__Extract provided__:
= = = =
On a sunny springtime stroll through a park, it’s easy to ignore the parts of plants that are hidden from view. Plant biologists see things differently. They look below the surface where plant roots are organized in elaborate systems that are critical to the organism’s development. Intricately organized tree root systems, for example, can span as far underground as the tree grows high above the soil.
Applying an advanced imaging technology to plant roots, researchers at the University of California San Diego and Stanford University have developed a new understanding of essential root chemicals that are responsible for plant growth. Using a type of mass spectrometer, a study led by UC San Diego Biological Sciences Postdoctoral Scholar Tao Zhang and Assistant Professor Alexandra Dickinson produced a “roadmap” that profiles where key small molecules are distributed along stem cells of maize (corn) plant roots and how their placement factors into the plant’s maturation. The findings were published in the journal Nature Communications.
= = = =
__Information supplied__:
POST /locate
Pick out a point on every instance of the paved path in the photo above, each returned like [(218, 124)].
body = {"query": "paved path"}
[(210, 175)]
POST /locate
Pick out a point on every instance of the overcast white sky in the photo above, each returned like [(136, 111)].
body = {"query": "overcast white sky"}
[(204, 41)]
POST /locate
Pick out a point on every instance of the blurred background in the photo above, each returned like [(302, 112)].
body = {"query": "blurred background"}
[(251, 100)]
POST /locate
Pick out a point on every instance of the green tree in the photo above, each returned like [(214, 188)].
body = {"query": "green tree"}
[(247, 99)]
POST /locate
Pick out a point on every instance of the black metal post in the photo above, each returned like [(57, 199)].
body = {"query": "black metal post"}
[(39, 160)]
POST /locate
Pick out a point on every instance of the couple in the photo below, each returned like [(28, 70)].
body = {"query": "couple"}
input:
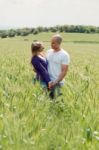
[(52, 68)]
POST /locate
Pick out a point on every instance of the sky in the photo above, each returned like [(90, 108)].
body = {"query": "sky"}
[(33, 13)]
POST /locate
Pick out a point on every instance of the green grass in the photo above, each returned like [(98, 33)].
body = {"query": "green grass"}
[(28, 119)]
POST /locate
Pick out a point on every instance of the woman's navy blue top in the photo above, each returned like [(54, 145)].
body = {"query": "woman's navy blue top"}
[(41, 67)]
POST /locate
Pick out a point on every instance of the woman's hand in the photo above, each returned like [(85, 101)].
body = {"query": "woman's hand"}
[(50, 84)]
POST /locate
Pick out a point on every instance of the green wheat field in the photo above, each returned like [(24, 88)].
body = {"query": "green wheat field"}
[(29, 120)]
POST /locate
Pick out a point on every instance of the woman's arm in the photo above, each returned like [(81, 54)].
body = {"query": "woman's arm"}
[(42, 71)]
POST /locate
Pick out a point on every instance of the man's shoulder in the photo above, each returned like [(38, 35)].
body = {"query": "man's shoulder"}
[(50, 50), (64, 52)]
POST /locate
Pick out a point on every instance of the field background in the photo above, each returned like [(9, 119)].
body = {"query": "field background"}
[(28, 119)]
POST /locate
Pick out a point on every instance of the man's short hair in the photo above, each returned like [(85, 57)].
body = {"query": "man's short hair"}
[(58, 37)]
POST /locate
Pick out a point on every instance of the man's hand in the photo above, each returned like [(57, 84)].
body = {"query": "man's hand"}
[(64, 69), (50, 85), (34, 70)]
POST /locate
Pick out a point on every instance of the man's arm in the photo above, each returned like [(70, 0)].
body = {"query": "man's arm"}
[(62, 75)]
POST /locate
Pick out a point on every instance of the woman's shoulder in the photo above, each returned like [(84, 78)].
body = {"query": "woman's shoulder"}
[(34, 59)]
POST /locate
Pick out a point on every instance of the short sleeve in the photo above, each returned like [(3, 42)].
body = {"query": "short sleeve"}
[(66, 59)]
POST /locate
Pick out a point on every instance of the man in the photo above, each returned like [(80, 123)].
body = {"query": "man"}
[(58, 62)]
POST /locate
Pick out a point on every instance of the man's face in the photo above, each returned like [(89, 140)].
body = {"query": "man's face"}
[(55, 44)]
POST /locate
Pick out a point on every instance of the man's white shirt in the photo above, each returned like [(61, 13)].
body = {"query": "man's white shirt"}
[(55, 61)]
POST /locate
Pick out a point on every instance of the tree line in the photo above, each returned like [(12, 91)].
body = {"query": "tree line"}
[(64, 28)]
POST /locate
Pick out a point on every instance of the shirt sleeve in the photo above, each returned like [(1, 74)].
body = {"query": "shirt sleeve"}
= = = =
__Description of the task__:
Reproduce the passage on mapping small molecules in maize roots word for word, in full.

__Expected answer__:
On a sunny springtime stroll through a park, it’s easy to ignore the parts of plants that are hidden from view. Plant biologists see things differently. They look below the surface where plant roots are organized in elaborate systems that are critical to the organism’s development. Intricately organized tree root systems, for example, can span as far underground as the tree grows high above the soil.
Applying an advanced imaging technology to plant roots, researchers at the University of California San Diego and Stanford University have developed a new understanding of essential root chemicals that are responsible for plant growth. Using a type of mass spectrometer, a study led by UC San Diego Biological Sciences Postdoctoral Scholar Tao Zhang and Assistant Professor Alexandra Dickinson produced a “roadmap” that profiles where key small molecules are distributed along stem cells of maize (corn) plant roots and how their placement factors into the plant’s maturation. The findings were published in the journal Nature Communications.